# Forum More Stuff At the end of the day  "You need a New Clutch ($1600)"

## Neri

said my mechanic, for my 2002 Pug 307.  Not sure how I should feel. A surf of the net shows I'm not alone for this problem for this type of car. Just not sure if this is a bad result, as in bad luck or about average for a 7 year old car? Not sure if I should buy a Pug again. Has Peugeot let me down, goddamnit?  What do you reckon?

----------


## Vernonv

I drive an imported Nissan 4WD that had clutch problems recently (after 275000kms) ... 3 weeks later and $1500 poorer and I had it back as good as new ... so it's not just Peugeots, it's any low volume imported vehicle. 
And BTW it's back at the mechanics now with a starting problem ... looks like another $1200 to fix (and so far more than a week).

----------


## Master Splinter

Some car makes are known for their expensive parts - but basically with any of the low volume imports like Peugeot and Citroen it'll be almost certain that parts will give you wallet fatigue.  I know someone who buys his BMW motorbike parts from suppliers in the UK as they are cheaper there, even when you add postage to Australia. 
Seven years from a clutch is probably on the low side, especially if it's done under 100,000km in that time - but it's going to depend a lot on your driving distances and driving style - continually slipping the clutch for hill starts, lots of towing heavy loads or the bad habit of resting your foot on the clutch pedal while driving can all cause premature wear.

----------


## dazzler

Depends on the breakdown of the charges; 
Hourly rate + machining parts cost + replacement parts. 
If the clutch has gone then a decent mechanic will do the following; 
Replace clutch plate, pressure plate and throwout bearing.  Remove and machine the flywheel and refit. 
There would be a minimum of 4hrs labour I would guess.  They would have to remove a wheel, pull the hub assembly, drain the box, remove the CV shafts, undo the box, support the engine, remove the box, remove the clutch pressure plate, flywheel, throwout bearing. Machine the flywheel, refit flywheel, new clutch plate, throwout bearing, pressure plate. Replace box, CV's, hub assembly, road wheel, refill box, road test.

• [WRITTEN EXERCISE 1] From the clutch forum thread above, extract the passage that begins at the words "said my mechanic, for" and stops after the words "volume imported vehicle.".
• [WRITTEN EXERCISE 2]
Answer these questions using the clutch forum thread above.
(a) What car did Neri's mechanic say needed a new clutch?
(b) After how many kilometers did Vernonv's imported Nissan 4WD have clutch problems?
(c) What minimum amount of labor does dazzler guess a clutch replacement would take?

• [RECORDED DATA]
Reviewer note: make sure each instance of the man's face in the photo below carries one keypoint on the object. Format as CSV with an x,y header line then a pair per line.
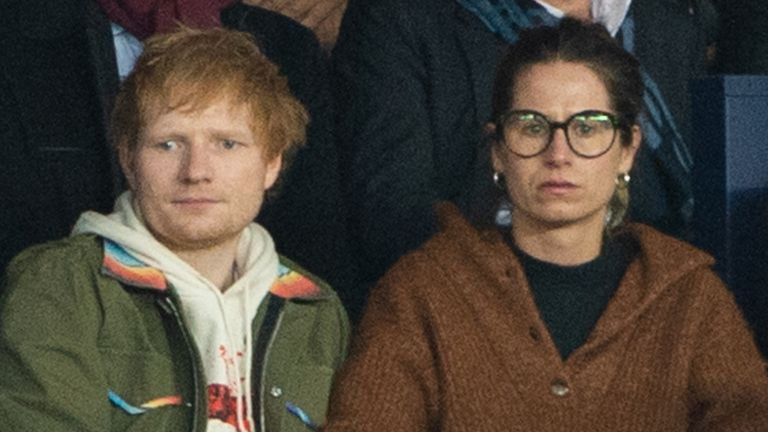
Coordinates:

• [WRITTEN REPLY 1]
said my mechanic, for my 2002 Pug 307.  Not sure how I should feel. A surf of the net shows I'm not alone for this problem for this type of car. Just not sure if this is a bad result, as in bad luck or about average for a 7 year old car? Not sure if I should buy a Pug again. Has Peugeot let me down, goddamnit?  What do you reckon?

----------


## Vernonv

I drive an imported Nissan 4WD that had clutch problems recently (after 275000kms) ... 3 weeks later and $1500 poorer and I had it back as good as new ... so it's not just Peugeots, it's any low volume imported vehicle.

• [WRITTEN REPLY 2]
(a) A 2002 Pug 307.
(b) After 275,000 km.
(c) A minimum of 4 hours.